(SELECTED PASSAGE begins)

Pulmonary arterial smooth muscle cell (PASMC) migration is a key component of the
vascular remodeling that occurs during the development of hypoxic
pulmonary hypertension, although the mechanisms governing this phenomenon remain poorly understood. Aquaporin-1 (AQP1), an integral membrane
water channel protein, has recently been shown to aid in migration of endothelial cells. Since AQP1 is expressed in certain types of vascular smooth muscle, we hypothesized that AQP1 would be expressed in PASMCs and would be required for migration in response to
hypoxia. Using PCR and immunoblot techniques, we determined the expression of AQPs in pulmonary vascular smooth muscle and the effect of
hypoxia on AQP levels, and we examined the role of AQP1 in
hypoxia-induced migration in rat PASMCs using Transwell filter assays. Moreover, since the cytoplasmic tail of AQP1 contains a putative
calcium binding site and an increase in intracellular
calcium concentration ([Ca(2+)](i)) is a hallmark of hypoxic exposure in PASMCs, we also determined whether the responses were Ca(2+) dependent. Results were compared with those obtained in aortic smooth muscle cells (AoSMCs). We found that although AQP1 was abundant in both PASMCs and AoSMCs,
hypoxia selectively increased
AQP1 protein levels, [Ca(2+)](i), and migration in PASMCs. Blockade of Ca(2+) entry through voltage-dependent Ca(2+) or nonselective
cation channels prevented the
hypoxia-induced increase in PASMC [Ca(2+)](i), AQP1 levels, and migration. Silencing AQP1 via
siRNA also prevented
hypoxia-induced migration of PASMCs. Our results suggest that
hypoxia induces a PASMC-specific increase in [Ca(2+)](i) that results in increased
AQP1 protein levels and cell migration.

(SELECTED PASSAGE ends)
(GIVEN ENTRIES begins)

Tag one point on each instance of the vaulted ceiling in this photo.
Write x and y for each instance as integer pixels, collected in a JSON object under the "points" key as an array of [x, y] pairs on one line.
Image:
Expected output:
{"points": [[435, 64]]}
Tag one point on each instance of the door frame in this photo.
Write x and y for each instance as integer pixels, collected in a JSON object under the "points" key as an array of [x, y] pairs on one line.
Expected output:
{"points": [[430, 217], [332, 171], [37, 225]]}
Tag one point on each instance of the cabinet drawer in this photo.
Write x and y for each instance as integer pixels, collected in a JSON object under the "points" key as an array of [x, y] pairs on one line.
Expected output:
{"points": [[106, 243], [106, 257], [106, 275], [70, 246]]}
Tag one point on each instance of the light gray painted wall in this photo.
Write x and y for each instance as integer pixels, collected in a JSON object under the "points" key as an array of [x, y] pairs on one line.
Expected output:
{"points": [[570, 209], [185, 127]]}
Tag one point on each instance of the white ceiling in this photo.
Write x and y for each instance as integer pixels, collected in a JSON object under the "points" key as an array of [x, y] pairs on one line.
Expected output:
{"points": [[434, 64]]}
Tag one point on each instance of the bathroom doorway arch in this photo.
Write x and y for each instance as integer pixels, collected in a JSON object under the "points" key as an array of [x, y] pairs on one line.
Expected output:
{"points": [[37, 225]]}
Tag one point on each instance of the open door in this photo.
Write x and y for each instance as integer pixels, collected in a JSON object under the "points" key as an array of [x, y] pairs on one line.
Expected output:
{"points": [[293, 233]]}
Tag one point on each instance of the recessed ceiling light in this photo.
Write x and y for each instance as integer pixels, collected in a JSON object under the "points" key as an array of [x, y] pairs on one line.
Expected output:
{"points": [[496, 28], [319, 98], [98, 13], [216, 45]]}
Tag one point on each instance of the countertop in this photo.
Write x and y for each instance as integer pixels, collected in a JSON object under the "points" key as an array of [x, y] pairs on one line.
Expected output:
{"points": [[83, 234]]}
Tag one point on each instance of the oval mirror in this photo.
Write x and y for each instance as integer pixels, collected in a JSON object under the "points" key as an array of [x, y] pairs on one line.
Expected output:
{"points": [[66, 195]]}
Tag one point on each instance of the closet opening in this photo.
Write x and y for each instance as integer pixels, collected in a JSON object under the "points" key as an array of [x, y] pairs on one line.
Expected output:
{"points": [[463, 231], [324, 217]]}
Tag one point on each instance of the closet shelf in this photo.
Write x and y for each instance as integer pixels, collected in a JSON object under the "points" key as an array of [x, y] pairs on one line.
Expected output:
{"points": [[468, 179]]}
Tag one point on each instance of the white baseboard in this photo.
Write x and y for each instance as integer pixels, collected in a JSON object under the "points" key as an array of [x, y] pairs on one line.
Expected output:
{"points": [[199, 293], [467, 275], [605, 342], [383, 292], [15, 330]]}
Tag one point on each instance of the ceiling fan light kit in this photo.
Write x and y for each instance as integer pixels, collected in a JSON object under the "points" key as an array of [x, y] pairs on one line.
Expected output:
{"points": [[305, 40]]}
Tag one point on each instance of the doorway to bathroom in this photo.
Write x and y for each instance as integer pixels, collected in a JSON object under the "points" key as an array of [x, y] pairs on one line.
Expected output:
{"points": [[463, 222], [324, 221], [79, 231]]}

(GIVEN ENTRIES ends)

In the text on pulmonary arterial smooth muscle cell migration, what techniques were used to determine the expression of aquaporins in pulmonary vascular smooth muscle?

__SOLUTION__.
PCR and immunoblot techniques